__ОПИСАНИЕ ЗАДАНИЯ__
Продублируйте фрагмент текста для чтения, начиная со слов «Возможность нового систематизма» и продолжая до слов «опыта, т.е. триадами.» включительно.

Возможность нового систематизма в описании культуры основана на широко распространенном различении трёх типов рациональности: классического, неклассического и постнеклассического. В последнем случае обычно имеется в виду сосуществование различных типов, которое чаще всего не определяется строго. Одновременно в литературоведении выделяются основные формы художественного опыта: классическое искусство, модернизм, постмодернизм. Возникает вопрос, являются ли, и при каких условиях, названные парадигмы метадиалектическим описанием типов рациональности и форм художественного опыта, т.е. триадами.
Классическая рациональность послужила основой литературы от Гомера до конца XIX века, условно говоря, до Л. Толстого. Конкретизируя такую же мысль, Ортега-и-Гассет пишет, что «искусство прошлого столетия было так или иначе реалистическим. Реалистами были Бетховен и Вагнер. Шатобриан – такой же реалист, как и Золя. Романтизм и натурализм, если посмотреть на них с высоты сегодняшнего дня, сближаются друг с другом, обнаруживая общие реалистические корни» [1]. (Ср. аналогичные размышления А.Н. Веселовского). Реалистическая литература занята поисками тематики человеческого существования, т.е. «человеческим, слишком человеческим». Эта продолжительная стадия развития литературы может быть названа эпической. Нарастающее развитие художественных форм раскрывало тематическое многообразие жизни – материальной и духовной. Так в напряженном нравственном познании, литературным созидательным движением творился человек культуры. Художественное совершенство и безусловный авторитет сотворенного текста приобретают власть над человеком, искусство предопределяет его мысли и поведение. Жизнь и текст отождествляются, артефакты отнимают у человека свободу самоопределения: страсти у него, оказывается, шекспировские, хохот гомерический… и донкихотство (даже и донкишотство!), и раблезианство, и обломовщина… т.е. для свободы – “страшней, чем даже в дантовском аду” (Высоцкий). Кризис классического искусства, исчерпавшего свои возможности в тематическом отношении, был кризисом гуманизма; за неотразимым обаянием художественной формы стал хорошо различим “автоматизировавшийся” приём (Шкловский).
Антитезисом «нового систематизма» оказывается неклассическая рациональность, в основе которой – “учения о подозрении” (П. Рикёр): марксизм, фрейдизм и ницшеанство, — и соответствующее ей искусство модернизма, разрабатывающего новую поэтику, ибо тематика выявлена, описана и исчерпана классическим искусством. Художественный опыт модернизма – драматическая стадия развития искусства – весьма многообразен: от футуристических, акмеистских, экзистенциалистских и др. проектов начала ХХ века, от индивидуализма и разрушающего классический мир новаторства (классику — “с парохода современности”) до конструктивного переигрывания и пародирования искусства.

__НАБОР ДАННЫХ__
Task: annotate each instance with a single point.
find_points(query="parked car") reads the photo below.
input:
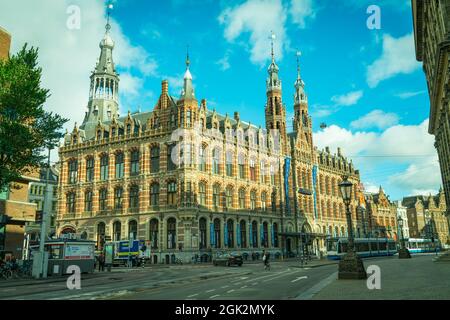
(228, 259)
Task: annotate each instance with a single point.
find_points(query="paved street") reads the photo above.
(400, 279)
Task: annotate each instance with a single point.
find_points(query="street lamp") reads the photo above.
(403, 253)
(351, 266)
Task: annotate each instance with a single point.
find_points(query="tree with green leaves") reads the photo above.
(26, 129)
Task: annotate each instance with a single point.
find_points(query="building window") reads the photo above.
(73, 171)
(252, 170)
(134, 197)
(241, 166)
(229, 164)
(172, 193)
(171, 233)
(154, 162)
(134, 163)
(103, 199)
(202, 228)
(216, 160)
(117, 228)
(243, 231)
(88, 201)
(71, 202)
(132, 230)
(202, 156)
(154, 226)
(241, 198)
(120, 165)
(90, 169)
(170, 164)
(254, 234)
(154, 194)
(202, 193)
(229, 197)
(104, 167)
(253, 200)
(216, 195)
(118, 194)
(263, 201)
(230, 233)
(217, 243)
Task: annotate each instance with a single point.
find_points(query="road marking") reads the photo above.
(299, 278)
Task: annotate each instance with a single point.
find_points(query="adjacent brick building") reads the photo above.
(238, 186)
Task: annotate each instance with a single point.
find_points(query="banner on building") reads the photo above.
(287, 168)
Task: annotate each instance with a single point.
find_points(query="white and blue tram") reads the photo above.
(422, 245)
(365, 247)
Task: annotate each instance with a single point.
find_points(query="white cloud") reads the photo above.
(398, 57)
(376, 118)
(348, 99)
(258, 18)
(300, 10)
(401, 157)
(407, 95)
(66, 56)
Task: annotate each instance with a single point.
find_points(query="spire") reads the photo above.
(188, 90)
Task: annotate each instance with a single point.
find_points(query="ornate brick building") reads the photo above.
(192, 181)
(432, 38)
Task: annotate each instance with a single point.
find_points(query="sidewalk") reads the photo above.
(401, 279)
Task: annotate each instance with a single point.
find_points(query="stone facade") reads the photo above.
(427, 217)
(432, 38)
(191, 181)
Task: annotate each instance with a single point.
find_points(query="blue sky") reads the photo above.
(364, 84)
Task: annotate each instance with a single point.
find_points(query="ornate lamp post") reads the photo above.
(351, 266)
(403, 253)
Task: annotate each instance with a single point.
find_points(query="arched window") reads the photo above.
(230, 233)
(217, 243)
(242, 198)
(254, 234)
(101, 229)
(265, 235)
(70, 202)
(118, 197)
(134, 165)
(154, 194)
(243, 235)
(229, 163)
(103, 197)
(171, 233)
(89, 169)
(73, 171)
(172, 193)
(154, 159)
(120, 166)
(154, 228)
(216, 195)
(202, 193)
(134, 197)
(263, 201)
(104, 165)
(117, 229)
(202, 230)
(202, 158)
(132, 230)
(253, 200)
(88, 201)
(229, 197)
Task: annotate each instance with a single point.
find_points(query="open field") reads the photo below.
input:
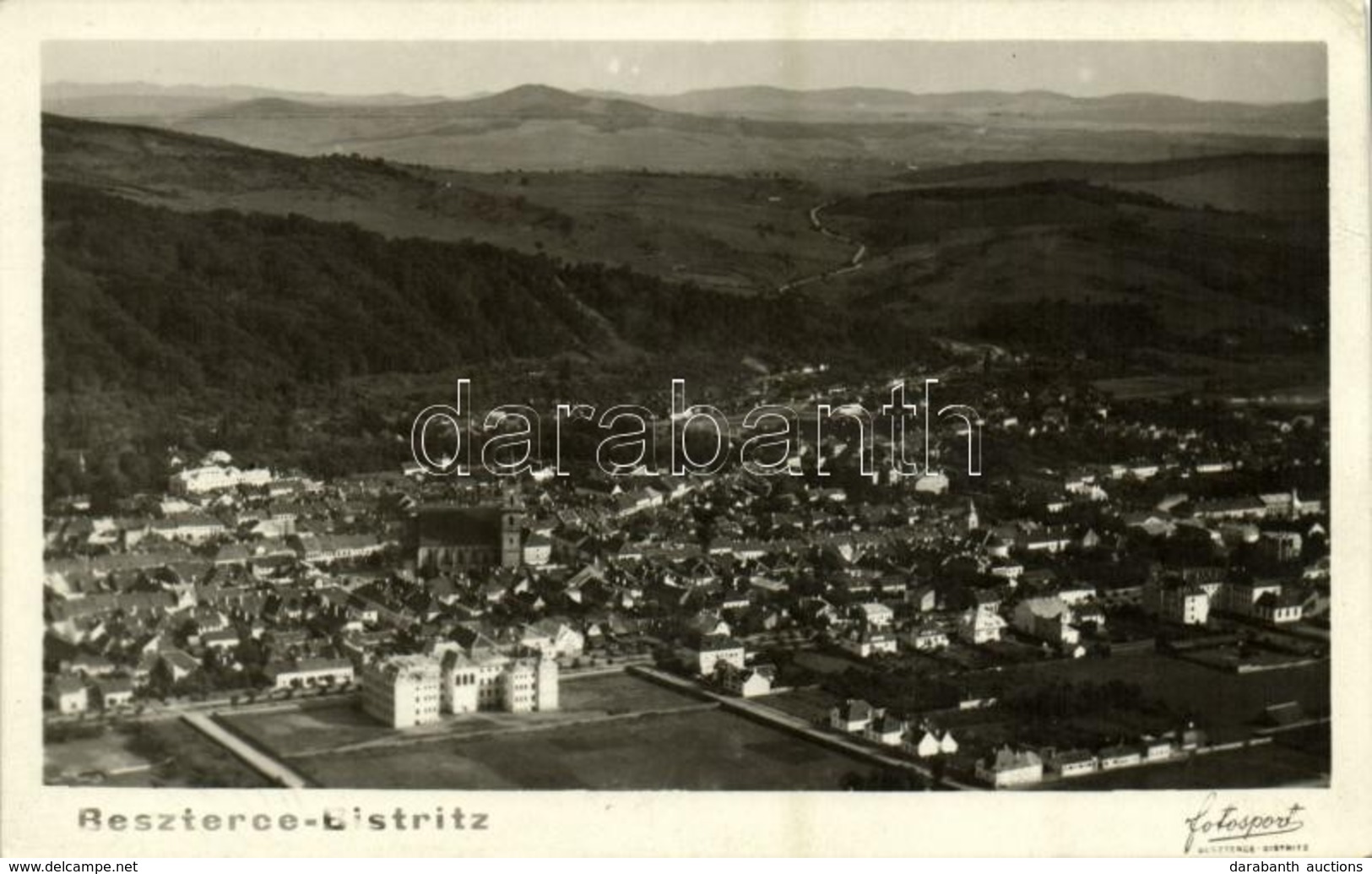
(811, 704)
(702, 749)
(1224, 704)
(1255, 768)
(179, 757)
(109, 752)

__ПОЛНЫЙ ОТВЕТ__
Возможность нового систематизма в описании культуры основана на широко распространенном различении трёх типов рациональности: классического, неклассического и постнеклассического. В последнем случае обычно имеется в виду сосуществование различных типов, которое чаще всего не определяется строго. Одновременно в литературоведении выделяются основные формы художественного опыта: классическое искусство, модернизм, постмодернизм. Возникает вопрос, являются ли, и при каких условиях, названные парадигмы метадиалектическим описанием типов рациональности и форм художественного опыта, т.е. триадами.